Records:
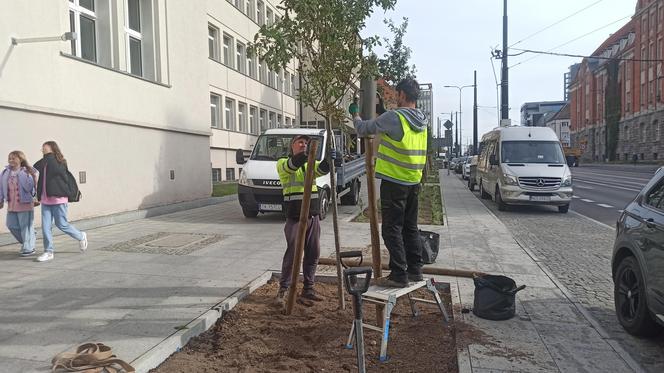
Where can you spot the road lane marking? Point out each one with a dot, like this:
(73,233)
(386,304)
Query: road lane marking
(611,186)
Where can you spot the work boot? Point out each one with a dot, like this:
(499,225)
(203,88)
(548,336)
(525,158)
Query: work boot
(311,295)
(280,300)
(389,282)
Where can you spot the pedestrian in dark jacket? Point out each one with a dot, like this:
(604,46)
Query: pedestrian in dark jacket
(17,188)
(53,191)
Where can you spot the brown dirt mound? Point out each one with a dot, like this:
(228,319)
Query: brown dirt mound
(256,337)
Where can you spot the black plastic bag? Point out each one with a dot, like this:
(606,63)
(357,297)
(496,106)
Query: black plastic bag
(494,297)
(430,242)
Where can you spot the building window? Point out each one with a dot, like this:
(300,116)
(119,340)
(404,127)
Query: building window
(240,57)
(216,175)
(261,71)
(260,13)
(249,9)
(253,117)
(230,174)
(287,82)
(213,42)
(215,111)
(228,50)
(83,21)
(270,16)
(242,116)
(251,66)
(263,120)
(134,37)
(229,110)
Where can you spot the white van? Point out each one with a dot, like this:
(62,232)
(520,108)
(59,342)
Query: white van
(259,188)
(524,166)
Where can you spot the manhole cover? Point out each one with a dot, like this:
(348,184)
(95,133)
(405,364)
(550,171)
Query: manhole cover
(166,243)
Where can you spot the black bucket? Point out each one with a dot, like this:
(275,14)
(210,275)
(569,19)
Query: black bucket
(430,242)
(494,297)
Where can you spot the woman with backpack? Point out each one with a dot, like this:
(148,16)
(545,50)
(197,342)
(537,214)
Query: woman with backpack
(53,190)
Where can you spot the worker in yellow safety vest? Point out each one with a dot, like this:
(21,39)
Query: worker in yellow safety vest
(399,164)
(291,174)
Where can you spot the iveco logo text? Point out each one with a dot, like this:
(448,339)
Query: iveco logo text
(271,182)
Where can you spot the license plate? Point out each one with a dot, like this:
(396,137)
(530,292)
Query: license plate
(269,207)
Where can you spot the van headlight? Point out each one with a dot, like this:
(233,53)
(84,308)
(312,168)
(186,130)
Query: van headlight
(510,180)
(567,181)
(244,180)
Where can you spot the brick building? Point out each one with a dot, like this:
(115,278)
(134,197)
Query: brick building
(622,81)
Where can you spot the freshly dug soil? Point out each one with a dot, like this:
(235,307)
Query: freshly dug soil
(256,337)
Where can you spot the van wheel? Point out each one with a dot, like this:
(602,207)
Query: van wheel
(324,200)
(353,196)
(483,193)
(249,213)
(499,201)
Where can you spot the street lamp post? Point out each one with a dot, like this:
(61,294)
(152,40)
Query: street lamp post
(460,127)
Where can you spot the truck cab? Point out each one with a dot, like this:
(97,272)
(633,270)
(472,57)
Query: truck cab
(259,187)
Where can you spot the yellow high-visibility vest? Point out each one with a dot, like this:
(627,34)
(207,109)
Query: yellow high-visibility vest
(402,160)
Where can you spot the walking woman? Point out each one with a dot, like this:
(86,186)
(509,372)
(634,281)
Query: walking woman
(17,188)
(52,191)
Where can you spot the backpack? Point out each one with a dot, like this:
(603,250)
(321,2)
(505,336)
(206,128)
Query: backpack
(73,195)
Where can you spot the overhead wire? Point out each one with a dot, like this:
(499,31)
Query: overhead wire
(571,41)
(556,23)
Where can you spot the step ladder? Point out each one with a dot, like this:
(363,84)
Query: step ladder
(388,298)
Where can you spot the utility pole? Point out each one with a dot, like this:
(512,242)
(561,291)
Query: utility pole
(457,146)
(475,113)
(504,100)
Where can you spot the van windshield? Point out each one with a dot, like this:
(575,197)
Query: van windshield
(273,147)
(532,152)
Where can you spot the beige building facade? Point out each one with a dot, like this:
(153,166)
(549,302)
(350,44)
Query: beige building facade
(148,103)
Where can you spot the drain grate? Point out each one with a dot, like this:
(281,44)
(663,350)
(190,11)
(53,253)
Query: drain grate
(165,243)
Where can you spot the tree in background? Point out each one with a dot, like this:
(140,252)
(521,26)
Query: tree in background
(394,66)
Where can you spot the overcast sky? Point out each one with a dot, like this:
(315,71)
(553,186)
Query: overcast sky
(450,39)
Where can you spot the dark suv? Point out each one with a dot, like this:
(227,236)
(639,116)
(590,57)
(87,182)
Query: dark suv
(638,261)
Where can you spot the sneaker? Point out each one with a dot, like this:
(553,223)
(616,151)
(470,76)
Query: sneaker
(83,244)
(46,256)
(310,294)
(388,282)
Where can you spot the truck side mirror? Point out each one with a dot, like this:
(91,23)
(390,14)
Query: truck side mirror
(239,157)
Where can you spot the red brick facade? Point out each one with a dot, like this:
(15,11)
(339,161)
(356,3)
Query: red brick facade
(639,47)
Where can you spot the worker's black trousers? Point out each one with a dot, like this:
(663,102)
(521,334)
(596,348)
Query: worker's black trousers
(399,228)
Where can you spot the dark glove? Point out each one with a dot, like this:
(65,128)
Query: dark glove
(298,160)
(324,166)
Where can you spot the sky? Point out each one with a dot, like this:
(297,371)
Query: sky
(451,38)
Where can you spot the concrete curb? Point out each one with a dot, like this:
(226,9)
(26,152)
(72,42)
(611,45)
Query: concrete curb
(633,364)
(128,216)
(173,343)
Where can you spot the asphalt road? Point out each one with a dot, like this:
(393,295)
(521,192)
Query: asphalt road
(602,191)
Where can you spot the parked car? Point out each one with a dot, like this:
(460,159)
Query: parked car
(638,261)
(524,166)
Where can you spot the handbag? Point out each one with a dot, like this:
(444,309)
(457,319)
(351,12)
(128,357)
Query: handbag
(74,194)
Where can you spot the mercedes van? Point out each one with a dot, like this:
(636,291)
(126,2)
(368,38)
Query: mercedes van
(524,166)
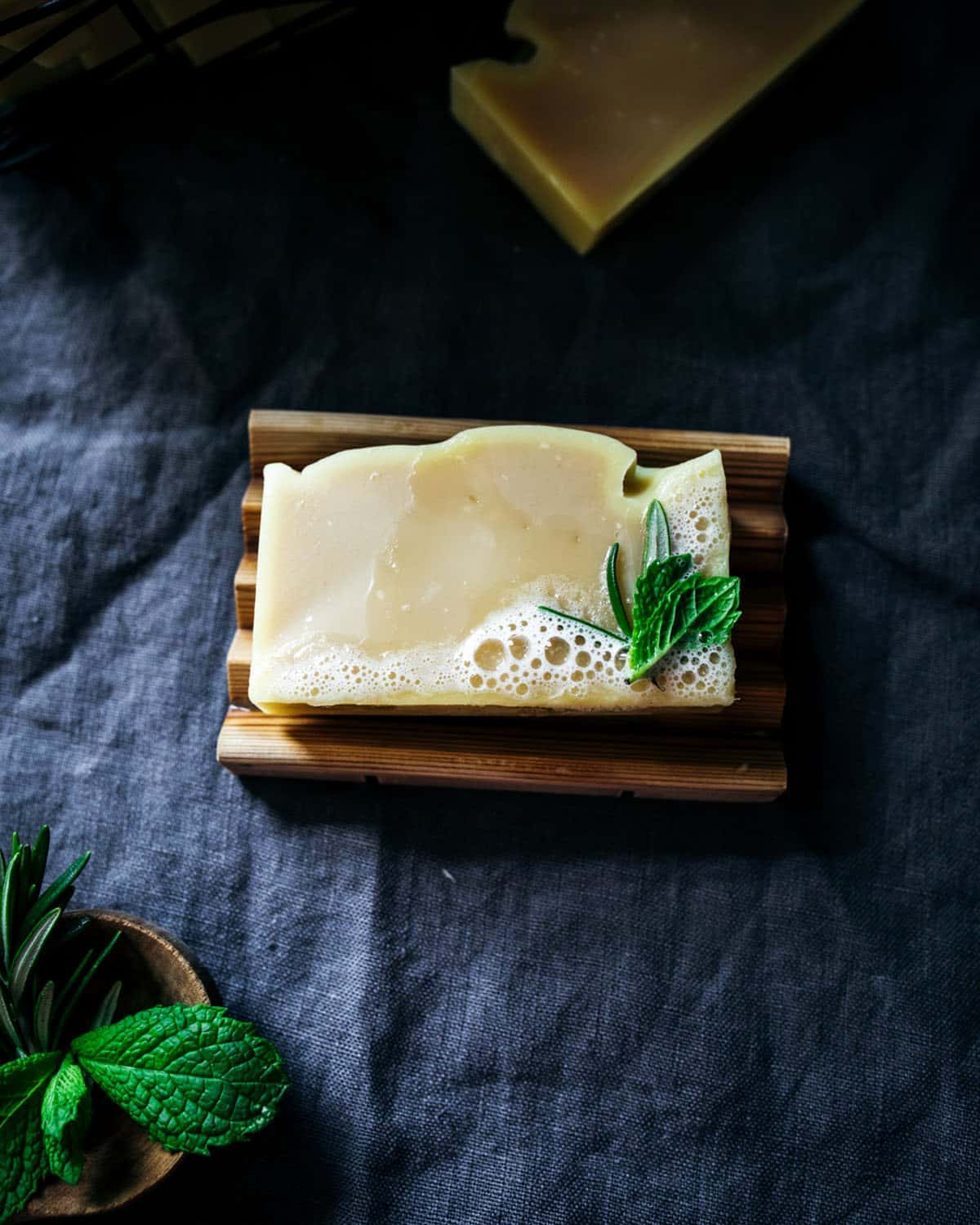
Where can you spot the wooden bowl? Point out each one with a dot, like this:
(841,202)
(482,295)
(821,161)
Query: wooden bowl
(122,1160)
---
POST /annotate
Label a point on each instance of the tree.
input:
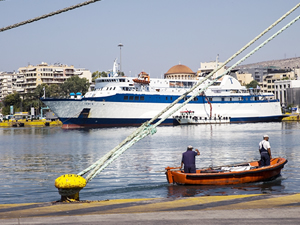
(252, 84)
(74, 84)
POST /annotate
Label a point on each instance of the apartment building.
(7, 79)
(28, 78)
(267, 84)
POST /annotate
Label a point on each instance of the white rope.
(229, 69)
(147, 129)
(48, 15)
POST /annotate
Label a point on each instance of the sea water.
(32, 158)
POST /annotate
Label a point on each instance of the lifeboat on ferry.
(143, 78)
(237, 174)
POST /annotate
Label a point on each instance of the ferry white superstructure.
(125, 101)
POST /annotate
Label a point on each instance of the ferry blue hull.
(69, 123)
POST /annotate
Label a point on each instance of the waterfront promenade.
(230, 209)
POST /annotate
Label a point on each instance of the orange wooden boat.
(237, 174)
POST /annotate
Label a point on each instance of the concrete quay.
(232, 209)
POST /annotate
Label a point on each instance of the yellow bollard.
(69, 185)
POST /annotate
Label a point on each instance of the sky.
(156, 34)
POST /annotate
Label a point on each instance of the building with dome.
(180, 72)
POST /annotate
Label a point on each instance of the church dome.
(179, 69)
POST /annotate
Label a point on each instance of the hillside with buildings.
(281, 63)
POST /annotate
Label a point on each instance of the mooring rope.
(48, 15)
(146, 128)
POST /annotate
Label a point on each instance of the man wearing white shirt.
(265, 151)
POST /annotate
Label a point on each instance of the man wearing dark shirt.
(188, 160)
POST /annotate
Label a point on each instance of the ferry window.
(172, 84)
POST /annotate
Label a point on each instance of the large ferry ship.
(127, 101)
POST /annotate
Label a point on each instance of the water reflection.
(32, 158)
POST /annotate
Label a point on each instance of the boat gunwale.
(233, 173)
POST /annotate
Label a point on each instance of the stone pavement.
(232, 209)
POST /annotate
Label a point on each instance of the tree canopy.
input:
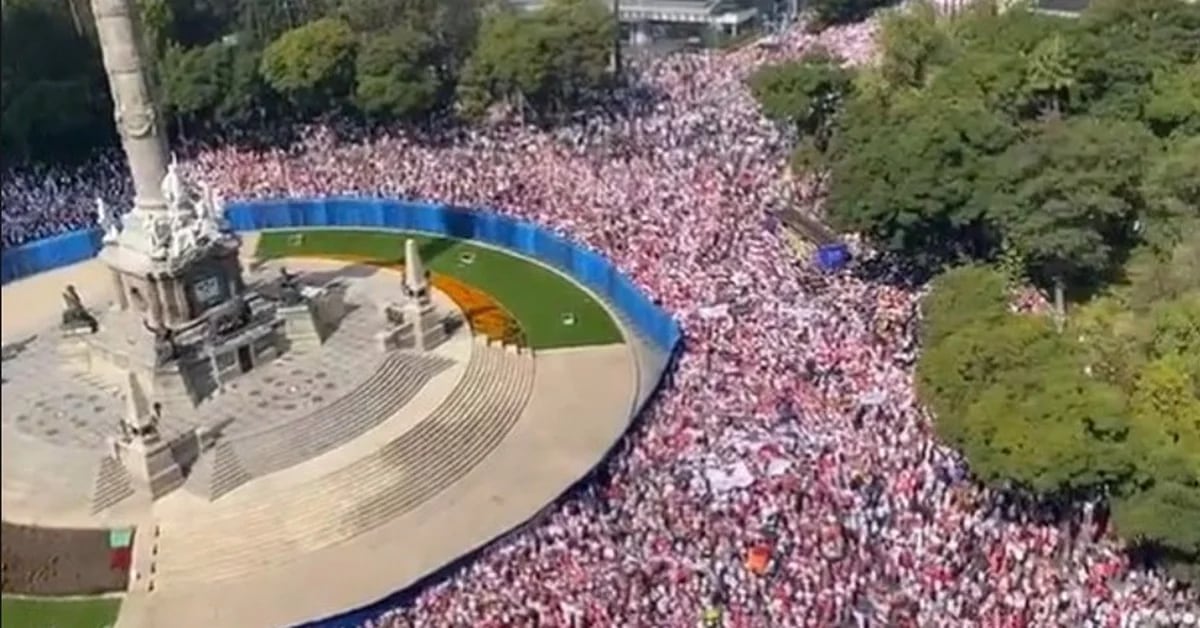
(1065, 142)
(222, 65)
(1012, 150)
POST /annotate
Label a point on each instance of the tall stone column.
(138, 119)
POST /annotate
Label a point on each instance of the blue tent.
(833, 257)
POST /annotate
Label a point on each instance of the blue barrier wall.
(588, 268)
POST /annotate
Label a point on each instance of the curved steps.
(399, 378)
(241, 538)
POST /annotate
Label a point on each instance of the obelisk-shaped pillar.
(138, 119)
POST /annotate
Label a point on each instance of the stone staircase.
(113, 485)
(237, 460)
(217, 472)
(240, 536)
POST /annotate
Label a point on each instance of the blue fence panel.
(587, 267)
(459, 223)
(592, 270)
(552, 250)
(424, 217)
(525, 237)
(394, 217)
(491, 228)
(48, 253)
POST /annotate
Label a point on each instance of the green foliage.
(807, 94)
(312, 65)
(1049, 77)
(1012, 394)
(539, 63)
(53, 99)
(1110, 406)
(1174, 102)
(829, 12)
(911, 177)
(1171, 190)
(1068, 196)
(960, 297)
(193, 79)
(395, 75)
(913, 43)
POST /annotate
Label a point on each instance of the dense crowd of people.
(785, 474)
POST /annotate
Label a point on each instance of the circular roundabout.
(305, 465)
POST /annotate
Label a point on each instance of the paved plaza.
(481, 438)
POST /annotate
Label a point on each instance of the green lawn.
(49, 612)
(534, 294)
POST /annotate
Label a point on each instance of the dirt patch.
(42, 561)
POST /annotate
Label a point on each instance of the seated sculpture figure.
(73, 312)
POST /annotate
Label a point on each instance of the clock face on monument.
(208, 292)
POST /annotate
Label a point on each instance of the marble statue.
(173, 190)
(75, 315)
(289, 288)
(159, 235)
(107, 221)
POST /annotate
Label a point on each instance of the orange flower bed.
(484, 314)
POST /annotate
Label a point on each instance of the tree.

> **The task**
Return each line of the entries above that includes the word "backpack".

> **The response**
Where can you spot the woman with backpack? Point out each one with a dot, like this:
Query: woman with backpack
Where can you spot the backpack? Point out each one with a dot, like this:
Query: backpack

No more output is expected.